Set task 1 —
Answer these questions about the snickerdoodle scones post:
(a) For whom was the batch of scones mentioned in the second paragraph made?
(b) What does The Café call its most beloved category of recipes?
(c) Who came up with the technique described as magical?

Document excerpt —
■ ■ ■

These Snickerdoodle Scones are kissin' cousins to the beloved classic cookies with soft buttery insides and crisp cinnamon-sugar exteriors! They're ridiculously easy to put together and ridiculously delicious!
A few weeks ago, I made a batch of these Snickerdoodle Scones for two of our grandchildren who were spending the night. As they tasted the first bite, their eyes got big and they both exclaimed, "These have to go on the blog, they're SO good!". I've tweaked and perfected the recipe using the same magically easy technique that I employ for all of our biscuits and scones and they are ready for your baking pleasure!
This Snickerdoodle Scone recipe definitely falls into The Café's most beloved category of recipes which we call Ridiculously Easy. You can check out this delightful collection here and you can read all about the criteria that recipes need to include to be eligible for our Ridiculously Easy labels in this post. But my simple, one-line explanation is..."these are recipes that make you look like a kitchen rock star, with minimal effort on your part".
The magical technique
What is this magical technique that I referred to in the first paragraph of this post? It's something I discovered a number of years ago that I can't personally take the credit for. It was the smart folks over at Cook's Illustrated that came up with it.
This is how it works. Traditional recipes for flaky biscuits or scones call for a step where you have to "cut" butter into dry ingredients (mostly flour) with a fork, two knives, a pastry blender or your fingers. The method results in little "pockets" of butter that melt in the oven, creating steam which causes separation in the structure of the finished product, hence a tender, flaky consistency.

■ ■ ■

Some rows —

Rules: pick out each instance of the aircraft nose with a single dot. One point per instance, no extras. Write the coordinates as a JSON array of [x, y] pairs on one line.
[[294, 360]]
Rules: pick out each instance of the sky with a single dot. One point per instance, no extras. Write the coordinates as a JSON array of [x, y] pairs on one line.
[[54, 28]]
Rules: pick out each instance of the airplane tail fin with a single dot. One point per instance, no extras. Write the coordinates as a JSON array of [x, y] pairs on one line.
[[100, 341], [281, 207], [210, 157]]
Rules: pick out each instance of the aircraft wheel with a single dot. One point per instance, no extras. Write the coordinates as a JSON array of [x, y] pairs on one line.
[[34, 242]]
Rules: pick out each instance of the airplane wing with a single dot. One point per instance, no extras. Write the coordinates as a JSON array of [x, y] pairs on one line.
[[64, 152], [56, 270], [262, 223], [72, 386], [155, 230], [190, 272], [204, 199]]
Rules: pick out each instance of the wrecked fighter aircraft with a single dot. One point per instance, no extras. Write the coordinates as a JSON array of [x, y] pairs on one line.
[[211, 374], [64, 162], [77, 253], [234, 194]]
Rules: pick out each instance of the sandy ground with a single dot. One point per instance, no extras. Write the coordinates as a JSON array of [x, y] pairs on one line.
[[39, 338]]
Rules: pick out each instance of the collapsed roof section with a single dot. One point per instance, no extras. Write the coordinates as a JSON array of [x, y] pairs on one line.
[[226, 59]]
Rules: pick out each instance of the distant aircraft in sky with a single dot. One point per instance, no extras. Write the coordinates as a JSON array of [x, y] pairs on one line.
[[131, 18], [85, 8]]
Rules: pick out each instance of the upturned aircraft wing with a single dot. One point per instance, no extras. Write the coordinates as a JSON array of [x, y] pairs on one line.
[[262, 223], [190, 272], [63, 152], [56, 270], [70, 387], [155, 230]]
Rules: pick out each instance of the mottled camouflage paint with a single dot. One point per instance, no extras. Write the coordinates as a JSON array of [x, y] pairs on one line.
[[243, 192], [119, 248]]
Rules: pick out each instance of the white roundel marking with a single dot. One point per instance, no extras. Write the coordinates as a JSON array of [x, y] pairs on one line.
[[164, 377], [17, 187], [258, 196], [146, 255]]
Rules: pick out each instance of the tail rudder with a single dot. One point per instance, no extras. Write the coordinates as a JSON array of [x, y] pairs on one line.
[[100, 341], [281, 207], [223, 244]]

■ ■ ■

Set task 2 — Convert only the rows, from the first one down through the line containing "[[34, 242]]", into a JSON list of strings with one string per line, omitting any blank lines.

Full answer 1 —
(a) Two of the grandchildren, who were spending the night.
(b) Ridiculously Easy.
(c) The folks at Cook's Illustrated.

Full answer 2 —
[
  "Rules: pick out each instance of the aircraft nose with a single dot. One point per instance, no extras. Write the coordinates as a JSON array of [x, y] pairs on one line.",
  "[[294, 360]]",
  "Rules: pick out each instance of the sky with a single dot. One point per instance, no extras. Write the coordinates as a JSON array of [x, y] pairs on one line.",
  "[[54, 28]]",
  "Rules: pick out each instance of the airplane tail fin with a single dot. One point per instance, no extras. Write the coordinates as a JSON array of [x, y] pairs on one line.",
  "[[100, 341], [281, 207], [210, 157]]",
  "Rules: pick out each instance of the aircraft wheel with a single dot. One point per instance, no extras. Write the coordinates as a JSON array of [x, y] pairs on one line.",
  "[[34, 242]]"
]